Yes, that plus correctly ignoring {'s and }' that appear in strings
since those can be unbalanced. My rambling earlier was a long way of
saying that something simple like this is all that is necessary.
- Tom
On Jul 24, 11:37 pm, Nathan Weizenbaum <[EMAIL PROTECTED]> wrote:
> Really, all we'd need to do to get the tag working is to have an
> extract_attributes method that grabs everything between the first '{'
> and the balancing '}'.
>
> - Nathan
>
> Tom Bagby wrote:
> > Performance will probably deprove since the current naive regex
> > implementation does less work than is really necessary to parse
> > correctly. Also, templates are parsed only once, so parser
> > performance doesn't really matter much in the grand scheme of things.
>
> > I'm happy to see all proofs of concept, but I think an ANTLR parser is
> > probably overkill. In fact, a 'real parser' for most of Haml is
> > almost certainly overkill. I've been messing around with a relatively
> > simple ragel machine (http://www.cs.queensu.ca/~thurston/ragel/) just
> > for tag parsing. I think even that is too much. A simple 'real
> > parser' for tags written by hand would be quite short. It's probably
> > worth it to write it that way just to avoid dependencies on external
> > build tools/languages. But playing with parser toys is very fun.
>
> > Ever the pessimist,
> > Tom
>
> > On Jul 24, 11:23 am, Evgeny <[EMAIL PROTECTED]> wrote:
>
> >> I will try create a proof-of-concept ANTLR parser then.
> >> See how it goes. If filters are a show stopper, then perhaps there is
> >> a bit different way of creating them that will work better.
>
> >> For some reason I think performance might improve as well.
>
> >> Or perhaps I am just an optimist :)
________________________
**Exercise tasks:**
(a) List every person who writes a message in the Haml parser discussion above, with each name as the discussion gives it.
(b) Carry on the Haml parser discussion from its last line.
________________________
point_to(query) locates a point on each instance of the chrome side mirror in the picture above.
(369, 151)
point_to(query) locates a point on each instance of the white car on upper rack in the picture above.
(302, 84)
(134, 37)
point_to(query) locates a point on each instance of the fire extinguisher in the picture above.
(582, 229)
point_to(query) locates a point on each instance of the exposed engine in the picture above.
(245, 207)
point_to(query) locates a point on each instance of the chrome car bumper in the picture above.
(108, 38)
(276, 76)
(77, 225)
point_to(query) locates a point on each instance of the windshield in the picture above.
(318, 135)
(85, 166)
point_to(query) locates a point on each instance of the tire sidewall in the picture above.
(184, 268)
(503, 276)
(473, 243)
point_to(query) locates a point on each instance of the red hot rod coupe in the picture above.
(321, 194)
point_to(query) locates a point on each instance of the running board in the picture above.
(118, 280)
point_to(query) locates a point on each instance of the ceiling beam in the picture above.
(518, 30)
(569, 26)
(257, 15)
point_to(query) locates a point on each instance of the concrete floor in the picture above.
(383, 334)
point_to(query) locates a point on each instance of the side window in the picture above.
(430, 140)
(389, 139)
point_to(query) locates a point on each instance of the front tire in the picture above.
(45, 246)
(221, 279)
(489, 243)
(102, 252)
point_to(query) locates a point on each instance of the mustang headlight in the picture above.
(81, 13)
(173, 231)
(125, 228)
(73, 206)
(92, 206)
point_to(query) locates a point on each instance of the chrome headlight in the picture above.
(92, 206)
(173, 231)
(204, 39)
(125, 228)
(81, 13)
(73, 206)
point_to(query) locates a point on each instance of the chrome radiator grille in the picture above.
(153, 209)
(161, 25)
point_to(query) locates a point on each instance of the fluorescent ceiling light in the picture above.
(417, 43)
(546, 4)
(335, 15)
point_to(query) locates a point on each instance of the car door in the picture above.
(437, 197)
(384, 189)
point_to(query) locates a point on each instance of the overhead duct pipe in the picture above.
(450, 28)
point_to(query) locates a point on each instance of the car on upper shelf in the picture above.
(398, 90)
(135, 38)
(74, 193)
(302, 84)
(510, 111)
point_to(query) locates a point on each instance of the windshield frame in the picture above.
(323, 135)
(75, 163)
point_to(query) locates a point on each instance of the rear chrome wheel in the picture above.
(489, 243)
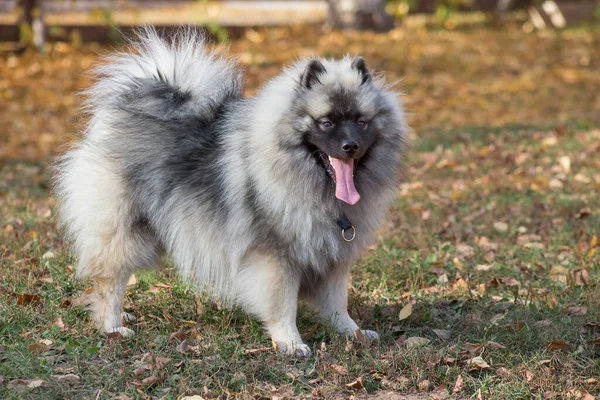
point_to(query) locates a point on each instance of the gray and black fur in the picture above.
(238, 192)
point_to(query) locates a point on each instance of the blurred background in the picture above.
(460, 62)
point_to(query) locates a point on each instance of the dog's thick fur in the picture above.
(175, 160)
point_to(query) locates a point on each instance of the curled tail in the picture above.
(166, 79)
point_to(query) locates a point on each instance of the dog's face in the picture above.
(337, 108)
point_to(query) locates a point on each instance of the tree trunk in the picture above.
(359, 14)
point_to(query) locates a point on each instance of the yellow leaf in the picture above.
(406, 311)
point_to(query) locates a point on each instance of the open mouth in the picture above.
(341, 170)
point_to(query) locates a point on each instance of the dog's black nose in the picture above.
(349, 146)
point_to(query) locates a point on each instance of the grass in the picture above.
(481, 206)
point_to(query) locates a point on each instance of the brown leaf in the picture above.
(40, 347)
(503, 373)
(477, 363)
(150, 381)
(179, 335)
(22, 384)
(425, 385)
(510, 281)
(473, 347)
(357, 384)
(458, 385)
(258, 350)
(581, 277)
(416, 341)
(24, 299)
(495, 345)
(362, 339)
(182, 347)
(443, 334)
(515, 326)
(70, 379)
(159, 362)
(405, 312)
(59, 323)
(577, 310)
(558, 345)
(339, 369)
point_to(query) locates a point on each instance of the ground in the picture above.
(483, 283)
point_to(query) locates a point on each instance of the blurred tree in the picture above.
(359, 14)
(32, 28)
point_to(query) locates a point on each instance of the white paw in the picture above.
(125, 332)
(128, 317)
(295, 350)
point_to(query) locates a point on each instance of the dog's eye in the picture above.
(326, 124)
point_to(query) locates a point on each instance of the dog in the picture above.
(260, 201)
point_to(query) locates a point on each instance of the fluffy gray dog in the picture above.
(260, 201)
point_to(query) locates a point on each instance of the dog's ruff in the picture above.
(175, 160)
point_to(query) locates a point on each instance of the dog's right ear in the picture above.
(310, 76)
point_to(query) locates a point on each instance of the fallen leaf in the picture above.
(483, 267)
(443, 334)
(577, 310)
(510, 281)
(357, 384)
(132, 280)
(425, 385)
(59, 323)
(501, 226)
(458, 385)
(22, 384)
(150, 381)
(39, 347)
(464, 250)
(182, 347)
(406, 311)
(416, 341)
(558, 345)
(477, 363)
(25, 299)
(70, 379)
(258, 350)
(495, 345)
(340, 369)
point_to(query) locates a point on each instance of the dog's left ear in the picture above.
(310, 76)
(359, 64)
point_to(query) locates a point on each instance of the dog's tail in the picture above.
(164, 79)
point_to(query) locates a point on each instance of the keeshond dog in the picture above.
(261, 201)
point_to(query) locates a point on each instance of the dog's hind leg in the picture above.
(269, 291)
(330, 300)
(123, 254)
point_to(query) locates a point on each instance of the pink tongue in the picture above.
(344, 186)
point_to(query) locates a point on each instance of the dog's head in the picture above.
(341, 113)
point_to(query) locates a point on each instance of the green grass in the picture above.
(461, 183)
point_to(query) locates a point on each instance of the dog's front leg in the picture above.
(269, 290)
(330, 300)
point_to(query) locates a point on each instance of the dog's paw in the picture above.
(125, 332)
(300, 350)
(128, 317)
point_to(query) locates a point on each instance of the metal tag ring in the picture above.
(353, 234)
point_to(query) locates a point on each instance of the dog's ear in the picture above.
________________________
**Answers in order:**
(a) Tom Bagby, Nathan Weizenbaum, Evgeny

(b)
>
> >> On 7/24/07, Nathan Weizenbaum <[EMAIL PROTECTED]> wrote:
>
> >>> Problem is, I'm pretty sure it's not a context-free grammar. I'm no
> >>> expert on parsing and state machines and such, but even if we got rid of
> >>> the indentation (which is how Python and I believe Yaml are parsed), I'm
> >>> pretty sure stuff like filters throws a big bone into everything. I
> >>> could be wrong, though...
>
> >>> Either way, it would certainly be possible to make a real parser at
> >>> least for tags.
>
> >>> - Nathan
>
> >>> Tom Stuart wrote:
>
> >>>> The general problem is more fundamental than that -- finite state
> >>>> machines (i.e. the programs encoded by regular expressions) lack the
> >>>> computational power to do unlimited parenthesis balancing -- but
> >>>> regardless, non-greedy matching will fail whenever parentheses are
> >>>> nested more than one level deep:
>
> >>>> %foo{:bar => { ... }}
>
> >>>> Here we'd match the first '{' with the first '}' (which isn't its
> >>>> partner) so it's just the opposite problem.
>
> >>>> I don't know off the top of my head whether people typically use
> >>>> nested hashes in tags, but in the general case they do.
>
> >>>> (A thousand beers to the person who rewrites Haml and Sass to use
> >>>> Ragel and a real parser.)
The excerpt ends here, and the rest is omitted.